Passage provided:
# # #

The red and white stripes had been ripped apart, and arranged in the broad bars of the new dispensation.
Of the thirty-four stars in the field, those which were not needed to represent the traitorous sister States of the Confederacy were cut out, and the holes left unsewn.
The flag which was hoisted in place of this patchwork ensign, was found in the Fort in one of the casemates.
It had been taken from the wreck of the steamer Union which went ashore on Bogue beach and was wrecked at the time of the Port Royal expedition.
The flag of the confederates was presented by Gen. Burnside to the Fifth battalion, to be transmitted to Gov. Sprague for the State of Rhode Island.
But for the accident that the Fifth had relieved the Eighth Connecticut the previous evening, the captured flag would have gone to grace the legislative halls at Hartford.
A message was despatched at once for the Fourth Rhode Island, and sentries were posted on the drawbridge to prevent the entrance of our men into the Fort to disturb the garrison while engaged in packing up their effects.
In the course of an hour, the Fourth was marching up the beach, past the batteries, with the regimental colors flying, and Capt. Joe Green's band at their head playing the national airs.
The regiment was halted at the foot of the slope, and the band played the Star-Spangled Banner, Red, White and Blue, Hail Columbia, and Yankee Doodle.
I had got within the Fort some time previous to this, and, when the band struck up, went to the rampart to see the spectacle.
A crowd of the prisoners had been standing or lounging idly behind the revetment, but, on hearing the familiar airs, climbed to the slope, one of them saying: “Let's all be Yankees together, and hear the music.”
One surly fellow, who overheard the remark, said: “No; he'd be d — d if he would; he was as near that cursed flag as he wanted to be.”
Previous to the arrival of the Fourth, Joe Green had come on in advance, his silver-toned bugle under his arm as usual, and, when the national colors had been hoisted to the mast-head, he mounted to the rampart and gave us a patriotic solo on the instrument.
The sweet notes lingered through the arched casemates and within the walls, as if loth to die away in space, and they touched the heart of many a soldier-auditor.
When the grey-headed old man came out at the sally-port again, he was greeted with three rousing cheers from the men of the Fifth battalion, which at this time was the only command there.

# # #

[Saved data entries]
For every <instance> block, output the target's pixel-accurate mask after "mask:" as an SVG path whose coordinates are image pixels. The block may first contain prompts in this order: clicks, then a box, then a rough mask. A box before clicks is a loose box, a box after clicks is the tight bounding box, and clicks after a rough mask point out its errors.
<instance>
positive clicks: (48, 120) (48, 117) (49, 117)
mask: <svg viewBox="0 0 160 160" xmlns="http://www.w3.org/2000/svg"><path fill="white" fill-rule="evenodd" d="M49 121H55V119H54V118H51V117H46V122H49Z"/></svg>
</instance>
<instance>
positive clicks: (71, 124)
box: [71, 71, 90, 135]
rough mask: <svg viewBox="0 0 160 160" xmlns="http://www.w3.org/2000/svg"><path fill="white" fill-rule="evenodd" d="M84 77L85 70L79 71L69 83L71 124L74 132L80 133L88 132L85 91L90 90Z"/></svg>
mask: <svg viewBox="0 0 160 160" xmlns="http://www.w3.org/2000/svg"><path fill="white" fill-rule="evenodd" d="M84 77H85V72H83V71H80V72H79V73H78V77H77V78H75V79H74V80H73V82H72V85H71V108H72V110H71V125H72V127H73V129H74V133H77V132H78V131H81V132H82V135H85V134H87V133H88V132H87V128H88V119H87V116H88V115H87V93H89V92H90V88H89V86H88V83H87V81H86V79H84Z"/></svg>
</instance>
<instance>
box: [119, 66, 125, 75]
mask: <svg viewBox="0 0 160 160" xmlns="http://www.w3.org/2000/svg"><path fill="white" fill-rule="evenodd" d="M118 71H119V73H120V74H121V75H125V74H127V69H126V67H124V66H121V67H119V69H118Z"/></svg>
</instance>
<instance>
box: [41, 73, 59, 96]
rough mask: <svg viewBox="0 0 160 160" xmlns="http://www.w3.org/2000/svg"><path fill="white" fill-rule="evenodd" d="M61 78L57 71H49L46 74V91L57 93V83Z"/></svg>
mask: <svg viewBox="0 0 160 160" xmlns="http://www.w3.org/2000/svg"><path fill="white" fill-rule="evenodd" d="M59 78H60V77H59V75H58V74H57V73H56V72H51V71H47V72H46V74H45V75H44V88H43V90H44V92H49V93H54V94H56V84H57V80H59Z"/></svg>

# # #

Exercise directions: Reproduce the passage about the captured fort and its flags from the words "The red and" up to and including the words "holes left unsewn.".

Solution to the problem:
The red and white stripes had been ripped apart, and arranged in the broad bars of the new dispensation.
Of the thirty-four stars in the field, those which were not needed to represent the traitorous sister States of the Confederacy were cut out, and the holes left unsewn.